___ Texte source

Origine GraswurzelRevvolution

Un entretien entre et Bernd Drücke et Meron Mendel 27 octobre 2023

Le 7 octobre 2023, des terroristes du Hamas ont franchi la frontière entre Gaza et Israël et ont assassiné de la manière la plus cruelle 1 400 femmes, enfants et hommes israéliens. Plus de 200 civils ont été emmenés en otage à Gaza par les tueurs de masse. En réaction à l’attaque terroriste islamiste, l’armée israélienne a commencé à bombarder des cibles dans la bande de Gaza. Au 15 octobre, environ 2.300 Palestiniens avaient déjà été victimes de ces bombardements incessants.

L’interview suivante de Meron Mendel, né en Israël en 1976, a été réalisée avant le 7 octobre. Meron Mendel vit en Allemagne depuis plus de 20 ans. Le 14 septembre 2023, ce pédagogue israélo-allemand, professeur de travail social et directeur du centre de formation Anne Frank, a présenté son nouveau livre "Über Israel reden. Un débat allemand" (1) dans le lieu historique Villa ten Hompel (2). Dans son best-seller, Mendel montre comment le rapport à Israël et au conflit du Proche-Orient est discuté en Allemagne, dans la politique et les médias, parmi les gauchistes, les migrants et les juifs. Avant la lecture, l’occasion s’est présentée d’accorder une interview à la radio Graswurzelrevolution (3), dont nous publions ici des extraits dans une version remaniée, dans le cadre de la rubrique Israël/Palestine du GWR-483. (GWR-Red.)

______
___ Données affichées

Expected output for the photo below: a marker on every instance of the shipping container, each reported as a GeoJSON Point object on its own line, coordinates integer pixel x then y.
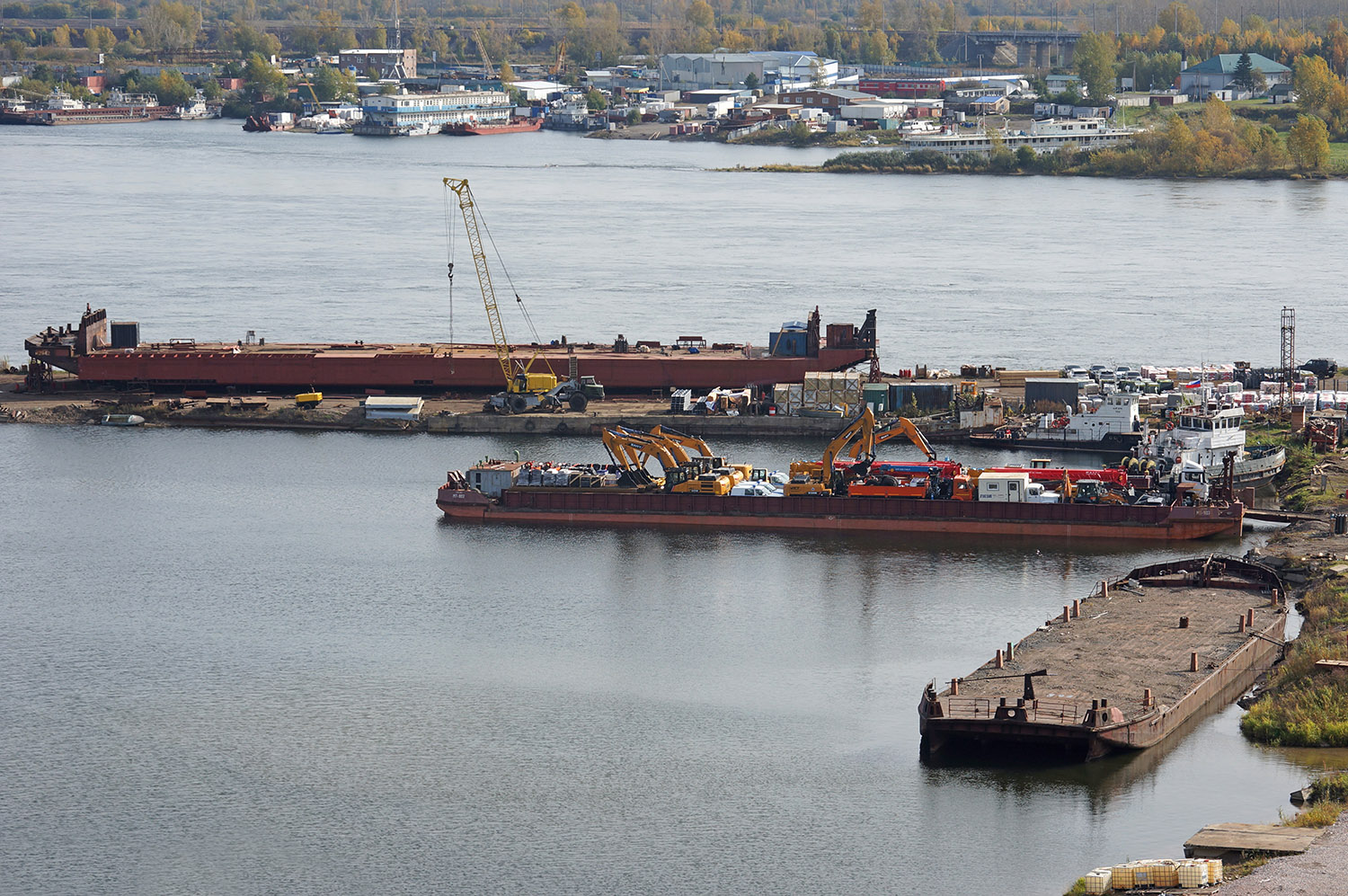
{"type": "Point", "coordinates": [925, 396]}
{"type": "Point", "coordinates": [1062, 393]}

______

Consignes = Recopiez mot pour mot le passage du texte sur l'entretien avec Meron Mendel, de « Origine GraswurzelRevvolution » jusqu'à « ces bombardements incessants. ». Les lignes ne jouent aucun rôle dans cet exercice.

Réponse complète =
Origine GraswurzelRevvolution

Un entretien entre et Bernd Drücke et Meron Mendel 27 octobre 2023

Le 7 octobre 2023, des terroristes du Hamas ont franchi la frontière entre Gaza et Israël et ont assassiné de la manière la plus cruelle 1 400 femmes, enfants et hommes israéliens. Plus de 200 civils ont été emmenés en otage à Gaza par les tueurs de masse. En réaction à l’attaque terroriste islamiste, l’armée israélienne a commencé à bombarder des cibles dans la bande de Gaza. Au 15 octobre, environ 2.300 Palestiniens avaient déjà été victimes de ces bombardements incessants.